### EXERCISE INPUTS

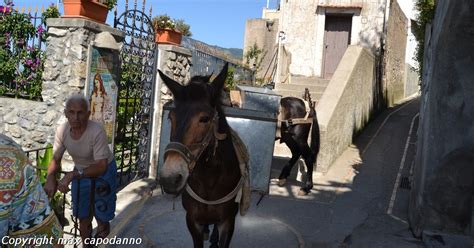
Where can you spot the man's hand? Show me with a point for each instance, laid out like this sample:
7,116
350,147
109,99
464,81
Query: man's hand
63,184
51,186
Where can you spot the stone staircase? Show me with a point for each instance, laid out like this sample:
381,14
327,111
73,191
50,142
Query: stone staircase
296,88
297,85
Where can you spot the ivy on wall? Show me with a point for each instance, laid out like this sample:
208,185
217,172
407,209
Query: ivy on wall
21,56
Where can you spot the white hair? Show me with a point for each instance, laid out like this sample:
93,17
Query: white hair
78,98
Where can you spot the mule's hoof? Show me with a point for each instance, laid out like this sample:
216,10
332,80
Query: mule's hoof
205,236
281,182
303,192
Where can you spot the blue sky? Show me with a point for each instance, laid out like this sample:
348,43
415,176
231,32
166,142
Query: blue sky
216,22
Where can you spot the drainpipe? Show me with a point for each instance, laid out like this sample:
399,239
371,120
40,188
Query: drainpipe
383,39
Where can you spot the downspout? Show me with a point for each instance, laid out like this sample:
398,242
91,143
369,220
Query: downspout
383,93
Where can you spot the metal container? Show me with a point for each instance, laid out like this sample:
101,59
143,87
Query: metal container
260,99
257,131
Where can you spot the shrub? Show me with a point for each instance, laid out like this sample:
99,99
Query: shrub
21,61
165,22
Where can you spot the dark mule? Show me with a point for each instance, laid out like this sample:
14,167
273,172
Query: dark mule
201,157
295,132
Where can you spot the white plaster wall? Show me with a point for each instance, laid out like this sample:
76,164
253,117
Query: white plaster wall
298,21
303,23
408,8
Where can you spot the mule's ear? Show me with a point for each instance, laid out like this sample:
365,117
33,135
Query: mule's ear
174,86
218,82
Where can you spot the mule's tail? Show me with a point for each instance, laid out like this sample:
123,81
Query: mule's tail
315,141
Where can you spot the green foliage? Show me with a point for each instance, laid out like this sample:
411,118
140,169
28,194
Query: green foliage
255,56
43,162
230,83
51,12
58,199
165,22
426,10
182,27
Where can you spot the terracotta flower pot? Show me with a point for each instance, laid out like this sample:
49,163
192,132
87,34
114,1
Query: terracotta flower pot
87,9
168,36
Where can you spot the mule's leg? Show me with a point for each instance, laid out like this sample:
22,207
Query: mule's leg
205,232
309,159
214,237
295,155
196,231
226,230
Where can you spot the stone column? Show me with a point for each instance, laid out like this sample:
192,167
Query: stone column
175,62
65,68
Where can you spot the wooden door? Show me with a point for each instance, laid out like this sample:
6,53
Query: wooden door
337,36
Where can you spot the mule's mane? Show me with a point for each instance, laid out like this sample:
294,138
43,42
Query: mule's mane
199,89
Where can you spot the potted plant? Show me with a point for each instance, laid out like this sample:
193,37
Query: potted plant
90,9
169,31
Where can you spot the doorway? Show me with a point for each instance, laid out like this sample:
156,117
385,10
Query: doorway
337,37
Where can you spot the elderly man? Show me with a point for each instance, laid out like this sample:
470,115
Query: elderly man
93,179
24,207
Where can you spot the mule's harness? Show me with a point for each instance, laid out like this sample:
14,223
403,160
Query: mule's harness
296,121
191,159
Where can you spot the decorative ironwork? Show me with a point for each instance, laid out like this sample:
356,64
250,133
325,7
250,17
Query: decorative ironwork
136,93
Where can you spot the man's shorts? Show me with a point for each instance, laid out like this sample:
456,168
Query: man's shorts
100,202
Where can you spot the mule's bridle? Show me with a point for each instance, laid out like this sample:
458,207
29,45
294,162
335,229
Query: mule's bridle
186,152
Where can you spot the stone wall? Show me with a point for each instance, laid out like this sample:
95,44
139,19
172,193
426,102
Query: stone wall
412,81
33,124
29,123
394,59
175,62
442,186
303,23
346,105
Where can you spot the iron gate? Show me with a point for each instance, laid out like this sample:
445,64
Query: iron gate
136,93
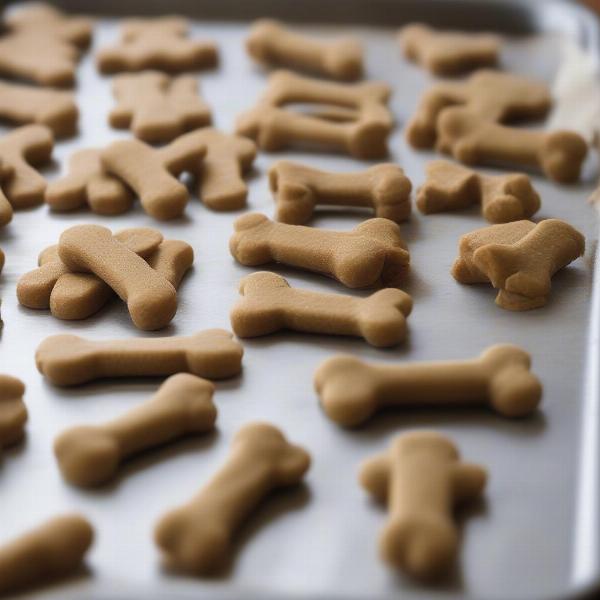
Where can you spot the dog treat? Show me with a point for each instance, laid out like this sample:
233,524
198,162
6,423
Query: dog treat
270,42
88,184
421,479
13,412
448,52
25,146
351,391
298,189
53,550
503,198
152,172
198,536
269,304
161,43
358,123
90,455
156,107
70,360
372,253
493,95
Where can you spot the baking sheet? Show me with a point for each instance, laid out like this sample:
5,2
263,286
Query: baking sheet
319,541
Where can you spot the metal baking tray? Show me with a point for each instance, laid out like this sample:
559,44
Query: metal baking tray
536,534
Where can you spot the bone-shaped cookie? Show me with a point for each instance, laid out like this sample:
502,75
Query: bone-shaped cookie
156,107
160,43
351,391
198,536
298,189
71,360
360,127
151,172
421,479
90,455
269,304
503,198
270,42
51,551
372,253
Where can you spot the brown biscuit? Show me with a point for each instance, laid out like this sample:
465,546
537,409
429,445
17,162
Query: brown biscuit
298,189
156,107
51,551
90,455
71,360
448,52
503,198
269,304
421,479
161,43
359,123
372,253
352,391
272,43
198,536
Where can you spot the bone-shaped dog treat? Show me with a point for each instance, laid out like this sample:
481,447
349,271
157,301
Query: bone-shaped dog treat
448,52
19,149
151,172
298,189
71,360
473,139
372,253
91,455
198,536
156,107
421,479
269,304
161,43
360,127
351,391
270,42
503,198
51,551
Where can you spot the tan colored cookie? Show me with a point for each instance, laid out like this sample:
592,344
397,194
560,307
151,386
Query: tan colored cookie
352,391
198,536
90,455
448,52
422,480
372,253
269,304
298,189
503,198
271,42
51,551
156,107
359,125
160,43
71,360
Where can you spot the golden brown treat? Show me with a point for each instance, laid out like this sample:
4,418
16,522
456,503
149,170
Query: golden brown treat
421,479
358,122
53,550
71,360
372,253
448,52
269,304
503,198
156,107
271,42
298,189
352,391
90,455
198,536
160,43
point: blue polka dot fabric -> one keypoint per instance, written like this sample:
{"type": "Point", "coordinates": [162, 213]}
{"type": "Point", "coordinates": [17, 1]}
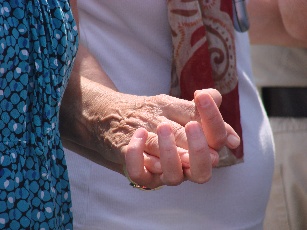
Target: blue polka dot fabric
{"type": "Point", "coordinates": [38, 44]}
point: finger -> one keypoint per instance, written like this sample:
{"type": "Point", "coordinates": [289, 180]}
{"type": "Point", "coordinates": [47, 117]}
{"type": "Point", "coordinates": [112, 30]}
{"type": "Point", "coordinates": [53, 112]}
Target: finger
{"type": "Point", "coordinates": [134, 158]}
{"type": "Point", "coordinates": [233, 139]}
{"type": "Point", "coordinates": [152, 144]}
{"type": "Point", "coordinates": [215, 94]}
{"type": "Point", "coordinates": [211, 120]}
{"type": "Point", "coordinates": [152, 163]}
{"type": "Point", "coordinates": [170, 160]}
{"type": "Point", "coordinates": [200, 159]}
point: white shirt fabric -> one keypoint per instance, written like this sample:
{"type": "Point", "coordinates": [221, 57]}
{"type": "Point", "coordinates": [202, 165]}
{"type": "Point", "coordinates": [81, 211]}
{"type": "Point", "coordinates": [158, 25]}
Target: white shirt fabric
{"type": "Point", "coordinates": [131, 39]}
{"type": "Point", "coordinates": [278, 66]}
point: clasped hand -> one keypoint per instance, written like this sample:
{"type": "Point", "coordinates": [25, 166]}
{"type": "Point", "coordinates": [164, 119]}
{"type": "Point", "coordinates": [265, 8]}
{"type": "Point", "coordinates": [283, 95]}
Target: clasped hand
{"type": "Point", "coordinates": [187, 153]}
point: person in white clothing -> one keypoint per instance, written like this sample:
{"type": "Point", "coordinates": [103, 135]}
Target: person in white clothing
{"type": "Point", "coordinates": [281, 75]}
{"type": "Point", "coordinates": [132, 42]}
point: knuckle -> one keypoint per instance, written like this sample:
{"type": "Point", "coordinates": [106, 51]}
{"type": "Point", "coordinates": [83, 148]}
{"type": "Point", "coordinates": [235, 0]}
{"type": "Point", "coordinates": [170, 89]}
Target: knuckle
{"type": "Point", "coordinates": [203, 179]}
{"type": "Point", "coordinates": [173, 180]}
{"type": "Point", "coordinates": [219, 141]}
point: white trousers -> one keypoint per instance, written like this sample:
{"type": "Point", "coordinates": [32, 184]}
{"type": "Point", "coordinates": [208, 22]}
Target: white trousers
{"type": "Point", "coordinates": [287, 207]}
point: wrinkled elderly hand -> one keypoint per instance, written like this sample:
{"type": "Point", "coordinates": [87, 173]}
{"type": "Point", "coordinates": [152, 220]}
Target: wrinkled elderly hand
{"type": "Point", "coordinates": [175, 164]}
{"type": "Point", "coordinates": [98, 122]}
{"type": "Point", "coordinates": [121, 117]}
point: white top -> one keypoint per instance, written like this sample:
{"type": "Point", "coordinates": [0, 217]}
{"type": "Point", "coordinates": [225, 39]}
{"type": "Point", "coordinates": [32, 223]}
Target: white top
{"type": "Point", "coordinates": [131, 39]}
{"type": "Point", "coordinates": [279, 66]}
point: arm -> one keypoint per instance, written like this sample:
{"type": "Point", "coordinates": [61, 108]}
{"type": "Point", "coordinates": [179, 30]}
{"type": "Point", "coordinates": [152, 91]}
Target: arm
{"type": "Point", "coordinates": [278, 22]}
{"type": "Point", "coordinates": [97, 121]}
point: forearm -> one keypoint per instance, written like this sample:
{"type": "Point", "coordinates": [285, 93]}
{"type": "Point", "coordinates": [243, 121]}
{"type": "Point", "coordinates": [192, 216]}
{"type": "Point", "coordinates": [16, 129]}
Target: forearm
{"type": "Point", "coordinates": [88, 85]}
{"type": "Point", "coordinates": [278, 22]}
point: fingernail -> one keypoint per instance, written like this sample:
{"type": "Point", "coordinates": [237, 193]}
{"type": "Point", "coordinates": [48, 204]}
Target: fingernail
{"type": "Point", "coordinates": [233, 140]}
{"type": "Point", "coordinates": [164, 130]}
{"type": "Point", "coordinates": [214, 159]}
{"type": "Point", "coordinates": [203, 101]}
{"type": "Point", "coordinates": [158, 166]}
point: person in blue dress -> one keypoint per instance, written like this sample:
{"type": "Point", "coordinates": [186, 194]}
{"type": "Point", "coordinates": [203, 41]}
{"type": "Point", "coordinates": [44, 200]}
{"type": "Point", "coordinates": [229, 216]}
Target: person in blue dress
{"type": "Point", "coordinates": [38, 44]}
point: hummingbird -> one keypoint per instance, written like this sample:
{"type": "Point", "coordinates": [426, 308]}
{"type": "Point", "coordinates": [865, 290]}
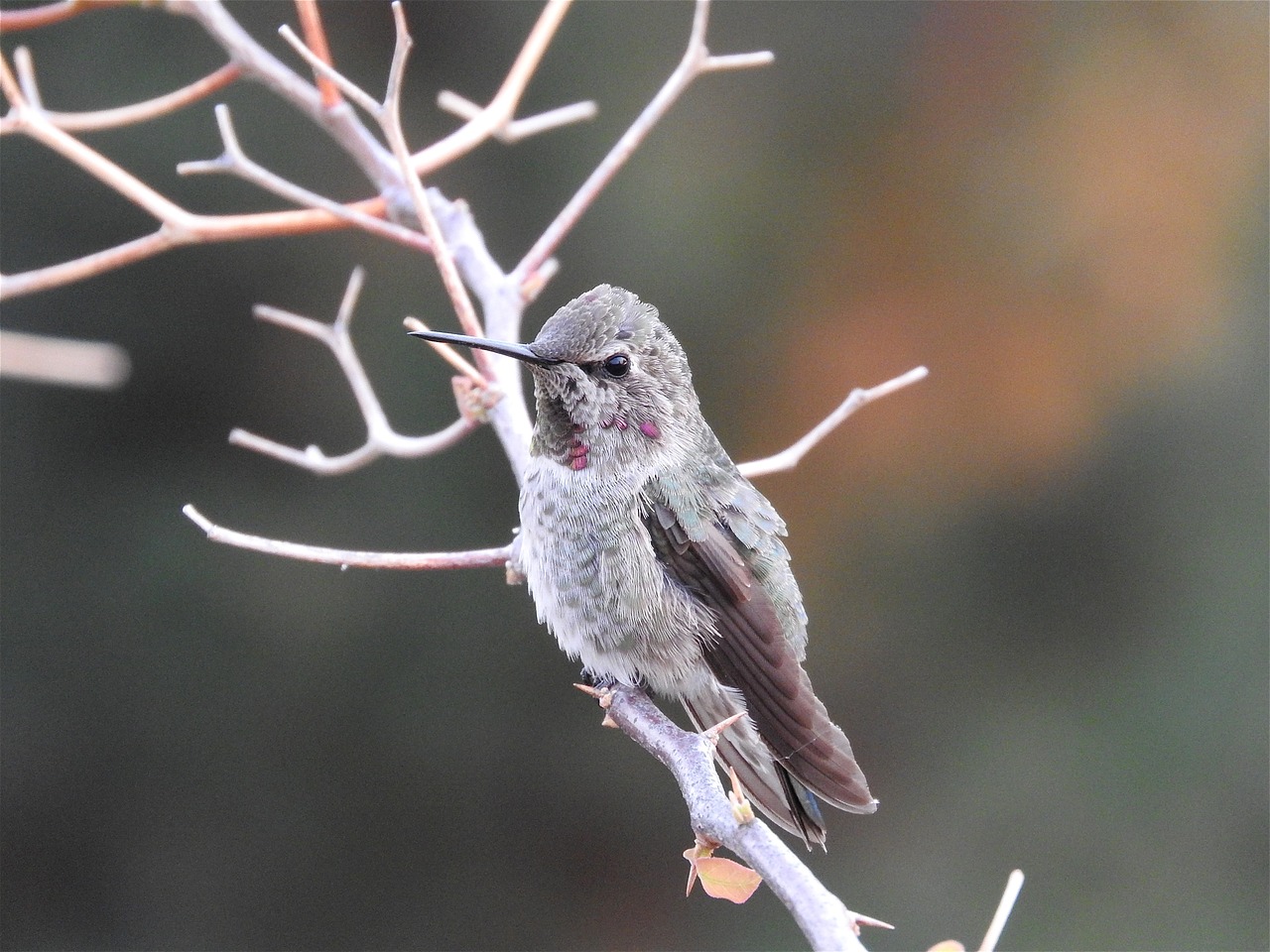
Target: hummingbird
{"type": "Point", "coordinates": [658, 565]}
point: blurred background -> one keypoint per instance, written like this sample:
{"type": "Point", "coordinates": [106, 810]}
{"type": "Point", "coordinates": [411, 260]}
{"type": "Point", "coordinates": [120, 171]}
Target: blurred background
{"type": "Point", "coordinates": [1037, 580]}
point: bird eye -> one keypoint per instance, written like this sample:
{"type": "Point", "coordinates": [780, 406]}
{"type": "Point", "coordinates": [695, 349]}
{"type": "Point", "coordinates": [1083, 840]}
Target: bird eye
{"type": "Point", "coordinates": [617, 365]}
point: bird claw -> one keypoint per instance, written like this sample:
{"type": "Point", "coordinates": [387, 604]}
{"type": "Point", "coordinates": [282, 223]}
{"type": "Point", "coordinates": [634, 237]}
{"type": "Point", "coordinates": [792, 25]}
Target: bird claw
{"type": "Point", "coordinates": [712, 733]}
{"type": "Point", "coordinates": [742, 810]}
{"type": "Point", "coordinates": [604, 696]}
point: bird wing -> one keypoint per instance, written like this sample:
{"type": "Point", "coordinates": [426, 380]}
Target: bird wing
{"type": "Point", "coordinates": [753, 655]}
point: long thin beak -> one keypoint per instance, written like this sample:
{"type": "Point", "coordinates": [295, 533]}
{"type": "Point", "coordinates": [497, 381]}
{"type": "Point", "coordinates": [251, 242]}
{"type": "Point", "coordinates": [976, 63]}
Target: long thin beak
{"type": "Point", "coordinates": [499, 347]}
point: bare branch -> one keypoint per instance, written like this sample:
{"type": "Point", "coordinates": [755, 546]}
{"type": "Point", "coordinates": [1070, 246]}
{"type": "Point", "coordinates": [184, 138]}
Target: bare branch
{"type": "Point", "coordinates": [128, 114]}
{"type": "Point", "coordinates": [822, 916]}
{"type": "Point", "coordinates": [235, 162]}
{"type": "Point", "coordinates": [502, 108]}
{"type": "Point", "coordinates": [71, 363]}
{"type": "Point", "coordinates": [258, 63]}
{"type": "Point", "coordinates": [48, 14]}
{"type": "Point", "coordinates": [178, 226]}
{"type": "Point", "coordinates": [520, 128]}
{"type": "Point", "coordinates": [1014, 884]}
{"type": "Point", "coordinates": [389, 117]}
{"type": "Point", "coordinates": [697, 60]}
{"type": "Point", "coordinates": [345, 557]}
{"type": "Point", "coordinates": [316, 39]}
{"type": "Point", "coordinates": [789, 457]}
{"type": "Point", "coordinates": [381, 439]}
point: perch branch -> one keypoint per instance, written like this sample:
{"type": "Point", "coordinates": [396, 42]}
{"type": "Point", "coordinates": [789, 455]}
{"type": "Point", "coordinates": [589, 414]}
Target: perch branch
{"type": "Point", "coordinates": [822, 916]}
{"type": "Point", "coordinates": [344, 557]}
{"type": "Point", "coordinates": [789, 457]}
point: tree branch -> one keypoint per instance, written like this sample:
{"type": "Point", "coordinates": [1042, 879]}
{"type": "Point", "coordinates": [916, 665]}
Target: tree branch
{"type": "Point", "coordinates": [822, 916]}
{"type": "Point", "coordinates": [344, 557]}
{"type": "Point", "coordinates": [381, 439]}
{"type": "Point", "coordinates": [790, 457]}
{"type": "Point", "coordinates": [697, 61]}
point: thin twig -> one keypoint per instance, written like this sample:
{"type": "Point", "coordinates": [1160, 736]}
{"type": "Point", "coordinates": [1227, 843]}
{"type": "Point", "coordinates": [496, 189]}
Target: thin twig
{"type": "Point", "coordinates": [258, 63]}
{"type": "Point", "coordinates": [381, 439]}
{"type": "Point", "coordinates": [235, 162]}
{"type": "Point", "coordinates": [388, 114]}
{"type": "Point", "coordinates": [130, 114]}
{"type": "Point", "coordinates": [789, 457]}
{"type": "Point", "coordinates": [316, 39]}
{"type": "Point", "coordinates": [520, 128]}
{"type": "Point", "coordinates": [64, 362]}
{"type": "Point", "coordinates": [697, 60]}
{"type": "Point", "coordinates": [49, 14]}
{"type": "Point", "coordinates": [352, 558]}
{"type": "Point", "coordinates": [1014, 884]}
{"type": "Point", "coordinates": [502, 108]}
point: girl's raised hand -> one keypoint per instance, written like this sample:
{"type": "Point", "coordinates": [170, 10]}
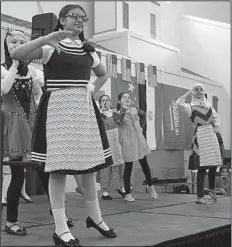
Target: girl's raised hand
{"type": "Point", "coordinates": [54, 38]}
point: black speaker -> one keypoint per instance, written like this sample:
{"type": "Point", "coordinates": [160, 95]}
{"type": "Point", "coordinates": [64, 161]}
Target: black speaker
{"type": "Point", "coordinates": [42, 24]}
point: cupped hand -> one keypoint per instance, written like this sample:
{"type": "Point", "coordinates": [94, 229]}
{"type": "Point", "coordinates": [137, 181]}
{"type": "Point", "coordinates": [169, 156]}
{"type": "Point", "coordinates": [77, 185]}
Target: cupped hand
{"type": "Point", "coordinates": [54, 38]}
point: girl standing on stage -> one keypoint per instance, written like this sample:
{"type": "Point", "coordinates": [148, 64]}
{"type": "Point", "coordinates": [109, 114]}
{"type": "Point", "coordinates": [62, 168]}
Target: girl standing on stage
{"type": "Point", "coordinates": [69, 136]}
{"type": "Point", "coordinates": [111, 177]}
{"type": "Point", "coordinates": [205, 148]}
{"type": "Point", "coordinates": [20, 88]}
{"type": "Point", "coordinates": [134, 145]}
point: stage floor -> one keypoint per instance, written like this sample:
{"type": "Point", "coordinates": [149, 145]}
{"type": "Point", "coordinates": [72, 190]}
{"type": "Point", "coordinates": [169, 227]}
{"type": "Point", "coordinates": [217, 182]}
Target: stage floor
{"type": "Point", "coordinates": [139, 223]}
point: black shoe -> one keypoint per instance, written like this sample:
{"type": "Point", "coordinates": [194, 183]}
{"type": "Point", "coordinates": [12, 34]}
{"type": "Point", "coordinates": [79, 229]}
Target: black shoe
{"type": "Point", "coordinates": [69, 221]}
{"type": "Point", "coordinates": [108, 234]}
{"type": "Point", "coordinates": [108, 197]}
{"type": "Point", "coordinates": [121, 193]}
{"type": "Point", "coordinates": [71, 243]}
{"type": "Point", "coordinates": [21, 231]}
{"type": "Point", "coordinates": [26, 200]}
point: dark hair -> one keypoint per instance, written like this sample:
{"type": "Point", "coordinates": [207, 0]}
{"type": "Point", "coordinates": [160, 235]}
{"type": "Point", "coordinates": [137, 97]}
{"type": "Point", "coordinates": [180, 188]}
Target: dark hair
{"type": "Point", "coordinates": [222, 168]}
{"type": "Point", "coordinates": [119, 98]}
{"type": "Point", "coordinates": [102, 97]}
{"type": "Point", "coordinates": [23, 65]}
{"type": "Point", "coordinates": [63, 12]}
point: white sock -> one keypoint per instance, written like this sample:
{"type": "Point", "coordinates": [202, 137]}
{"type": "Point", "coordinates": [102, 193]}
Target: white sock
{"type": "Point", "coordinates": [95, 213]}
{"type": "Point", "coordinates": [14, 228]}
{"type": "Point", "coordinates": [61, 224]}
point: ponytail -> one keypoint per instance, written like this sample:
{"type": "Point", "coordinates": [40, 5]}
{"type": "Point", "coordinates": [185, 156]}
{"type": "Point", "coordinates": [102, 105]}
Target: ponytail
{"type": "Point", "coordinates": [58, 26]}
{"type": "Point", "coordinates": [87, 47]}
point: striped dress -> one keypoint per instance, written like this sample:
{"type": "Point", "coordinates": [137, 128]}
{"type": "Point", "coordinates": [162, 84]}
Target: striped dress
{"type": "Point", "coordinates": [205, 146]}
{"type": "Point", "coordinates": [69, 135]}
{"type": "Point", "coordinates": [112, 177]}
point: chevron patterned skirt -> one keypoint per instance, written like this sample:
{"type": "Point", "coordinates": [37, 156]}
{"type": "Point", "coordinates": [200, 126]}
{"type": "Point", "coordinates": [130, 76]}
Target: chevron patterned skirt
{"type": "Point", "coordinates": [205, 148]}
{"type": "Point", "coordinates": [69, 137]}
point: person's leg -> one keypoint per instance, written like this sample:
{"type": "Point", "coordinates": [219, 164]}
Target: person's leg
{"type": "Point", "coordinates": [23, 191]}
{"type": "Point", "coordinates": [79, 185]}
{"type": "Point", "coordinates": [212, 177]}
{"type": "Point", "coordinates": [147, 172]}
{"type": "Point", "coordinates": [95, 220]}
{"type": "Point", "coordinates": [13, 195]}
{"type": "Point", "coordinates": [44, 178]}
{"type": "Point", "coordinates": [57, 194]}
{"type": "Point", "coordinates": [5, 182]}
{"type": "Point", "coordinates": [200, 182]}
{"type": "Point", "coordinates": [104, 177]}
{"type": "Point", "coordinates": [127, 181]}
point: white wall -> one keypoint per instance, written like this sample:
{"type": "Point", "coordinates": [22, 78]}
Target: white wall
{"type": "Point", "coordinates": [139, 17]}
{"type": "Point", "coordinates": [106, 21]}
{"type": "Point", "coordinates": [153, 52]}
{"type": "Point", "coordinates": [170, 22]}
{"type": "Point", "coordinates": [205, 49]}
{"type": "Point", "coordinates": [26, 10]}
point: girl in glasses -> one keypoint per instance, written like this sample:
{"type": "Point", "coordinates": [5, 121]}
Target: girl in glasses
{"type": "Point", "coordinates": [134, 145]}
{"type": "Point", "coordinates": [205, 148]}
{"type": "Point", "coordinates": [69, 135]}
{"type": "Point", "coordinates": [111, 177]}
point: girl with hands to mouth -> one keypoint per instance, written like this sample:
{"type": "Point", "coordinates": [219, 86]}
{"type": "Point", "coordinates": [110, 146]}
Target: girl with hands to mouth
{"type": "Point", "coordinates": [134, 145]}
{"type": "Point", "coordinates": [69, 136]}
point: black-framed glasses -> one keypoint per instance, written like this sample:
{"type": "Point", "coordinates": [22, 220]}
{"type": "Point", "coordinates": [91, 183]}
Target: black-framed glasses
{"type": "Point", "coordinates": [198, 89]}
{"type": "Point", "coordinates": [77, 17]}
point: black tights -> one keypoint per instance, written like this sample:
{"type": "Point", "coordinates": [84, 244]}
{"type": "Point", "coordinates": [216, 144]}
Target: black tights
{"type": "Point", "coordinates": [201, 178]}
{"type": "Point", "coordinates": [128, 170]}
{"type": "Point", "coordinates": [15, 187]}
{"type": "Point", "coordinates": [14, 191]}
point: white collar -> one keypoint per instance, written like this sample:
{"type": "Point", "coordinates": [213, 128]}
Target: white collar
{"type": "Point", "coordinates": [67, 40]}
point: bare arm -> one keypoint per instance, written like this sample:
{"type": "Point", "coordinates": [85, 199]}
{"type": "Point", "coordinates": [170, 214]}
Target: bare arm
{"type": "Point", "coordinates": [29, 51]}
{"type": "Point", "coordinates": [33, 49]}
{"type": "Point", "coordinates": [102, 77]}
{"type": "Point", "coordinates": [216, 121]}
{"type": "Point", "coordinates": [119, 115]}
{"type": "Point", "coordinates": [184, 106]}
{"type": "Point", "coordinates": [38, 83]}
{"type": "Point", "coordinates": [8, 78]}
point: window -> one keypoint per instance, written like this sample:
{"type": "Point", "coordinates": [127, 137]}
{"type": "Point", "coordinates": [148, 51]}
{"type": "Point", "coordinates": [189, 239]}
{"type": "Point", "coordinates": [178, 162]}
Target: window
{"type": "Point", "coordinates": [126, 15]}
{"type": "Point", "coordinates": [215, 103]}
{"type": "Point", "coordinates": [153, 26]}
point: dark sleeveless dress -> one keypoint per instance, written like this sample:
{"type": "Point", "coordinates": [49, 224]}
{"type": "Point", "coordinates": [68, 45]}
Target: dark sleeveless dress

######

### WHAT TO PRODUCE
Reproduce each line of the material containing the word "sleeveless".

### RESULT OF THIS EXERCISE
point: dark sleeveless dress -> one keypoint per instance, written like this sample:
Target: dark sleeveless dress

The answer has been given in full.